Source text ▸
====

April 2022 I was diagnosed with Malignant Melanoma on my scalp, further tests and 3 operations proved it had spread to my Lymph nodes and I underwent a year of Immunotherapy on Keytruda. My last treatment was July 22 and I am about to go into my second round of scans and tests. I have been really good mentally throughout my diagnosis and treatment but I think it has all finally caught up with me and I am struggling, I just keep thinking the worst and that it will come back and cost me time with my son, for some reason negative thoughts keep kicking in.
Has anyone else managed diagnosis and treatment well and then mentally crashed post-treatment? just feel like I am being daft
I'm exactly the same . I was diagnosed with breast cancer and melanoma last summer. Was very surprised how well I coped with it all.Was very shocked but felt I kept going. However this year since all my surgery and radiotherapy has been completed I feel very anxious and worried all the time. I am in contact with my local Macmillan nurse who is helping me enrol on courses such as Hope and putting me forward for councilling available locally. Do you have a Macmillan centre at your local hospital?I have found them very helpful ,and you can always ring Macmillan to talk.
It is very normal to have good and bad days, it’s also very common to worry about any cancer coming back. Often during treatment you are focusing on the next course or blood test which gets you to the next stage and then comes the scans which I imagine are always an anxious time. Be kind to yourself as it is a rollercoaster particularly dealing with our emotions. People often say ‘keep positive’ or ‘be strong’ but always remember it really is ok not to be ok all of the time. Being strong is showing those emotions and being able to share them some times. I don’t see those negative thoughts as bad, they are hard but it also helps me plan for the what if… it helps me feel more in control but that’s not for everyone. I felt all of the things you are explaining, the melanoma hadn’t spread to my lymph node but 3 yrs down the line I still have those worries at times about it coming back. You certainly aren’t being daft. I hope it’s good news for you.

====

Dataset records ▸
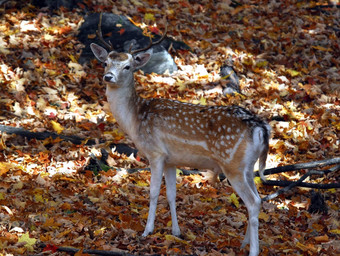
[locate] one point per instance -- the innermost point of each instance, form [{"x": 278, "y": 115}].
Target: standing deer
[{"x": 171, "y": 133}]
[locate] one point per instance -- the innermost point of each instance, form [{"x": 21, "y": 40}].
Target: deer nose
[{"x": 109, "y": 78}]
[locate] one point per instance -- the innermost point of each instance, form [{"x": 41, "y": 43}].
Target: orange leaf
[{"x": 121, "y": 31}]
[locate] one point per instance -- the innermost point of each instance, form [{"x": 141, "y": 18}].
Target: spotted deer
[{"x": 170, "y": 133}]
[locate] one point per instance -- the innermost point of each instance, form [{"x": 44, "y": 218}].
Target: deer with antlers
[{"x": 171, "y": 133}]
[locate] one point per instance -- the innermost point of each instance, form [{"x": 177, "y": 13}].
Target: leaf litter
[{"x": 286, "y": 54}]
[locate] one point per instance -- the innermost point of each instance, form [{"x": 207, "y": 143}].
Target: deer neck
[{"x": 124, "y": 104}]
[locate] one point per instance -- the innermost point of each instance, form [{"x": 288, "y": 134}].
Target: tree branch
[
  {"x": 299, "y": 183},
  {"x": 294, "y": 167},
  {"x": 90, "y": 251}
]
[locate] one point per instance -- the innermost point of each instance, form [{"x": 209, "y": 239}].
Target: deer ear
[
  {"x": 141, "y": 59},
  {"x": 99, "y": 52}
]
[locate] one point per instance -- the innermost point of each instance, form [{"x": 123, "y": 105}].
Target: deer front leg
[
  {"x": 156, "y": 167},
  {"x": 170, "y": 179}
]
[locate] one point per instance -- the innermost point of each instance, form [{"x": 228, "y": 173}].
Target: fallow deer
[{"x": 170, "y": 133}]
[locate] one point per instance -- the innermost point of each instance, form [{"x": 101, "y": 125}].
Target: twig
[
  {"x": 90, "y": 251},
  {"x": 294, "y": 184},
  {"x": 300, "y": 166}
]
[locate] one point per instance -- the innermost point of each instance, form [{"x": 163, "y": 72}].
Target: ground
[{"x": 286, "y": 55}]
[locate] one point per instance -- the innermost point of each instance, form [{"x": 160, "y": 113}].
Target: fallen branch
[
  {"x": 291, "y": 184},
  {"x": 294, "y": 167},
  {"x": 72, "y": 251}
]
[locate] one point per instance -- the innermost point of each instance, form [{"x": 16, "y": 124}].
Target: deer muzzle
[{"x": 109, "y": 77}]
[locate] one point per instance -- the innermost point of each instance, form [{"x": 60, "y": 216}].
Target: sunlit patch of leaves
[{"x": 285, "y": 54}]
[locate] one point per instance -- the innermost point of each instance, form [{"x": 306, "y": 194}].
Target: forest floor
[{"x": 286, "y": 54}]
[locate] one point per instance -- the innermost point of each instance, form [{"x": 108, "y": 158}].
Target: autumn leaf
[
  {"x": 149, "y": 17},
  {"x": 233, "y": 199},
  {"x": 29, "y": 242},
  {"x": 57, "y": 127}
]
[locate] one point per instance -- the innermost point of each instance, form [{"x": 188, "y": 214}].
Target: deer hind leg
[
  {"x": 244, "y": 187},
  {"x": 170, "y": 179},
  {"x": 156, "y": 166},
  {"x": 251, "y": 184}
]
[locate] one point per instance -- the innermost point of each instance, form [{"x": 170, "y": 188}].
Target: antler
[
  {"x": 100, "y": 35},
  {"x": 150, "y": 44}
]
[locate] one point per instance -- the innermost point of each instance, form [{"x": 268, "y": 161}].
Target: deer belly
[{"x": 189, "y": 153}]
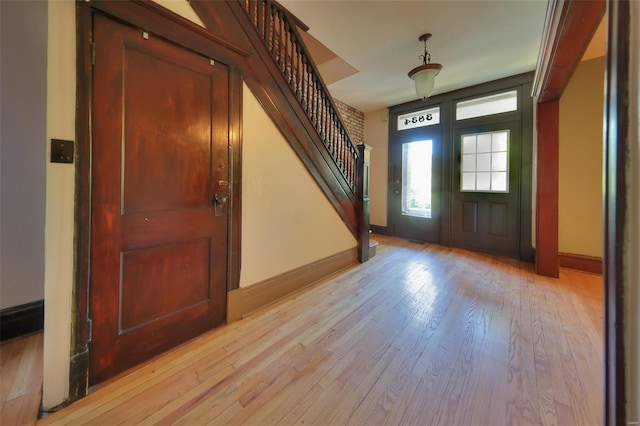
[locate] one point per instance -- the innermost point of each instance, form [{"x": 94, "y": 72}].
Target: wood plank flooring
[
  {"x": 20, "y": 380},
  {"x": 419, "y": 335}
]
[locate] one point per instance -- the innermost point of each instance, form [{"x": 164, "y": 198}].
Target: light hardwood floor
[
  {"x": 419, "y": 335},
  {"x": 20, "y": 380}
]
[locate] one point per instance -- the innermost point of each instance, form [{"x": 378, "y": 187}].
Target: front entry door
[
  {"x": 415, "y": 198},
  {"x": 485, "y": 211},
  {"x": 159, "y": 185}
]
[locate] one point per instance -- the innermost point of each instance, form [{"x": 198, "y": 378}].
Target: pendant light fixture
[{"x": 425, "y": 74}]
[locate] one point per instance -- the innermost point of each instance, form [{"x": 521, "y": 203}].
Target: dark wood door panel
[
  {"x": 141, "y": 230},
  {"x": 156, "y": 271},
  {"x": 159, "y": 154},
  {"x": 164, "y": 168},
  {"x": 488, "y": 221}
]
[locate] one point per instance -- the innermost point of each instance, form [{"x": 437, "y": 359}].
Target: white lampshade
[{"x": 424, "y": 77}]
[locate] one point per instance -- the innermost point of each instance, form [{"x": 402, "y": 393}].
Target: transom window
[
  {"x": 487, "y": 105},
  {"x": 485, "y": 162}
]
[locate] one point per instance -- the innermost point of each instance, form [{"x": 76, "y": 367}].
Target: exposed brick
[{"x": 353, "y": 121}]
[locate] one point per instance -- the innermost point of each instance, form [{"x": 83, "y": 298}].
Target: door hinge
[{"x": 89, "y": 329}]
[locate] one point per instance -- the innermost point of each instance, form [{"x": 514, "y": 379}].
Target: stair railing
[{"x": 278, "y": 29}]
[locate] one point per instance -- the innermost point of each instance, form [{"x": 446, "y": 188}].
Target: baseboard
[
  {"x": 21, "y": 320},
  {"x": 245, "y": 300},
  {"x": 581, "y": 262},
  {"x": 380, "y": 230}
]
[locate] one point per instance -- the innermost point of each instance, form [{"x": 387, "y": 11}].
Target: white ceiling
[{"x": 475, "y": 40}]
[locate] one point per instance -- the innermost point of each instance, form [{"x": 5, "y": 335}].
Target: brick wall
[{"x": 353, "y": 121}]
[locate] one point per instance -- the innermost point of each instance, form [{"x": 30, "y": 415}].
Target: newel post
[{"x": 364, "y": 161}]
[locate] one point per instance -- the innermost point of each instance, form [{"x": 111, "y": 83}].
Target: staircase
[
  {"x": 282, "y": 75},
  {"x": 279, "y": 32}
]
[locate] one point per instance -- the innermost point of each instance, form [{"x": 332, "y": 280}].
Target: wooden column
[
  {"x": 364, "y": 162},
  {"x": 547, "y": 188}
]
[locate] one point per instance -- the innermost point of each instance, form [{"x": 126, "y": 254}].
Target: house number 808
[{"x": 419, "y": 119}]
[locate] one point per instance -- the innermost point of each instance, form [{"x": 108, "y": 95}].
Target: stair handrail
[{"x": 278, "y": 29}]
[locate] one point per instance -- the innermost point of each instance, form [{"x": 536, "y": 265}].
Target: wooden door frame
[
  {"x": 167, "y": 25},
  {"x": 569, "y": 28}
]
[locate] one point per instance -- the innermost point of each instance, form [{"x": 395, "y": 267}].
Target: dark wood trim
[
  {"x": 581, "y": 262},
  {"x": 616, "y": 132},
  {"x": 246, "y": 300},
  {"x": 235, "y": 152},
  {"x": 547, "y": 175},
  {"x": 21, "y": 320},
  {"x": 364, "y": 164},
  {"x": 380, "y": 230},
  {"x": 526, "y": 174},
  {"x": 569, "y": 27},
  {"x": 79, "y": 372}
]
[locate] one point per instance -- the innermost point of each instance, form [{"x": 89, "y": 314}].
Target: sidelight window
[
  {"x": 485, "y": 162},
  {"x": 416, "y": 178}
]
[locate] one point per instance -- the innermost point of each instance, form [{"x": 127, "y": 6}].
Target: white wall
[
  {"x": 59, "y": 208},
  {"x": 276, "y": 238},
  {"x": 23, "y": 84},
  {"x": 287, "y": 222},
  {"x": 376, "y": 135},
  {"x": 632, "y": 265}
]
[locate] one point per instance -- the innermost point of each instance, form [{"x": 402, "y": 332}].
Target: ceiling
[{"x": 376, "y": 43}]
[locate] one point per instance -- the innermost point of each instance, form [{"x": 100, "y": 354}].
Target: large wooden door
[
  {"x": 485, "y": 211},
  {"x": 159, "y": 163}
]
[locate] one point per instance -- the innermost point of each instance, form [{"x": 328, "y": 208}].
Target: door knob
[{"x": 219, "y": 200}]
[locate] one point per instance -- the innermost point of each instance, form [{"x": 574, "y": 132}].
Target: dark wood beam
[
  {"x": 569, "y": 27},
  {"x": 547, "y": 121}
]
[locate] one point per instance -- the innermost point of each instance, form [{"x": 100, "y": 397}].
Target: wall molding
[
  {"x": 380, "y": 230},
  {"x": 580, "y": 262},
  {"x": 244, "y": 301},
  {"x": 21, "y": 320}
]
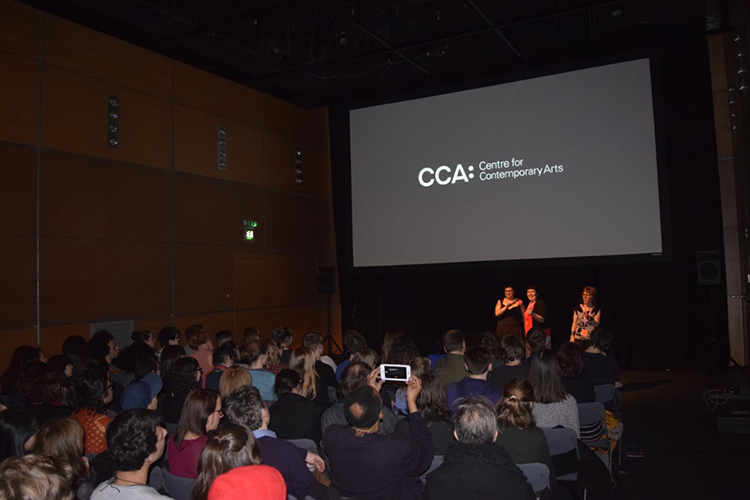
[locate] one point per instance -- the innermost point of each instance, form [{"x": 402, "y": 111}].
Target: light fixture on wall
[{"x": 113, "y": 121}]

====

Task item A ▸ In the melanoma forum thread, which drug did the first poster take during a year of immunotherapy?
Task item B ▸ Write the next reply in the melanoma forum thread, picking up after its final post.
The listing is separate from the melanoma forum thread.

Written response A ▸ Keytruda.

Written response B ▸
Someone described it as the "chemo effect". Even though you might not have had chemo as such. Having cancer and dealing with all of the highs and lows takes it out of you physically and mentally. Its almost as though you have had to keep it all together and then at the end of treatment your body needs to let it all out. Its normal! X
Hi Robspash and welcome to this supportive forum. The whole process can leave you spinning for sure. I finished my year of Pembro (keytruda) last August. I expected to feel good and positive straightaway, most of us do, but others on here have given me insights into the reality of our situation. The Highlander (a Community Champion on here) recommended a paper to me written by Dr Peter Harvey called-" After the treatment finushes- what then!". It's a very pertinent account of emotions we may be experiencing. It has certain helpful tips on how to move forward but please be reassured - what you feel is normal. Most of us do move on from this stage to a place where cancer is not our first thought on waking and we begin to look at returning to normal. I say normal but it's a new normal, we are never exactly the same person again but there will be a time when you're not constantly worrying about the melanoma coming back I promise.